You are viewing a plain text version of this content. The canonical link for it is here.
Posted to users@maven.apache.org by Thomas Marti <th...@schweiz.org> on 2009/04/23 13:43:22 UTC

Challenge: Find a plugin combo that achieves what 4 lines of bash script can do...

Hi Maven cracks

At a customer site there is a custom, company-wide dictionary available for
spellchecking. This dictionary is managed in an proprietary application from
where you can export it. For the webapp we're building we need to transform this
dictionary into a very simple format: a single file with one dictionary entry 
per line. The export format is somewhat special as its spread over a bunch of 
files (one for each letter of the alphabet), contains additional syllabication 
info, which we don't need and also has some comments that have to be removed. 
The specifics of the format aren't really that important here though...

After some testing I came up with the following short bash-script that fullfills
all my needs:

8<-----------------------------------------------------------
tmp_folder=target/dict
cls_folder=target/classes
mkdir -p $tmp_folder
mkdir -p $cls_folder

cat src/main/dictionary/*.lst > $tmp_folder/tmp1.dict
sed "s/[~?]//g" $tmp_folder/tmp1.dict > $tmp_folder/tmp2.dict
sed "s/  .*$//g" $tmp_folder/tmp2.dict > $tmp_folder/tmp3.dict
sort -u -o $cls_folder/my.dict $tmp_folder/tmp3.dict
8<-----------------------------------------------------------

(In other words: Take all files src/main/dictionary/*.lst, concat them into one
single file, match some strings with simple regexes and remove those, and
finally sort the dictionary entries and remove all duplicates.)

This script is then called from within maven with exec-maven-plugin. Afterwards
maven-jar-plugin wraps the file in a simple jar, so the dictionary can be easily 
consumed in Java using getClassLoader().getResourceAsStream().

==============================

REQUESTS »
#1 Print the Maven dictionary post from "Posted to users@maven.apache.org" to "important here though...", inclusive.
#2 Summarize the Maven dictionary post in two sentences.
Work only from the text above.

==============================

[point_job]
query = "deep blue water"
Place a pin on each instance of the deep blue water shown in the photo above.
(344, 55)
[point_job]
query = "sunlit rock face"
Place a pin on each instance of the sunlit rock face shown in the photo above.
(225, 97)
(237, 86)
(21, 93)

==============================

ANSWERS GIVEN »
#1
Posted to users@maven.apache.org by Thomas Marti <th...@schweiz.org> on 2009/04/23 13:43:22 UTC

Challenge: Find a plugin combo that achieves what 4 lines of bash script can do...

Hi Maven cracks

At a customer site there is a custom, company-wide dictionary available for
spellchecking. This dictionary is managed in an proprietary application from
where you can export it. For the webapp we're building we need to transform this
dictionary into a very simple format: a single file with one dictionary entry 
per line. The export format is somewhat special as its spread over a bunch of 
files (one for each letter of the alphabet), contains additional syllabication 
info, which we don't need and also has some comments that have to be removed. 
The specifics of the format aren't really that important here though...

#2 A customer's company-wide spellchecking dictionary is exported from a proprietary application as one file per letter of the alphabet, with syllabication info and comments, and must be transformed into a single file with one entry per line. A short bash script concatenates the files, removes matched strings with simple regexes, and sorts the entries while removing duplicates; Maven calls it through exec-maven-plugin, and maven-jar-plugin then wraps the file in a jar for use in Java.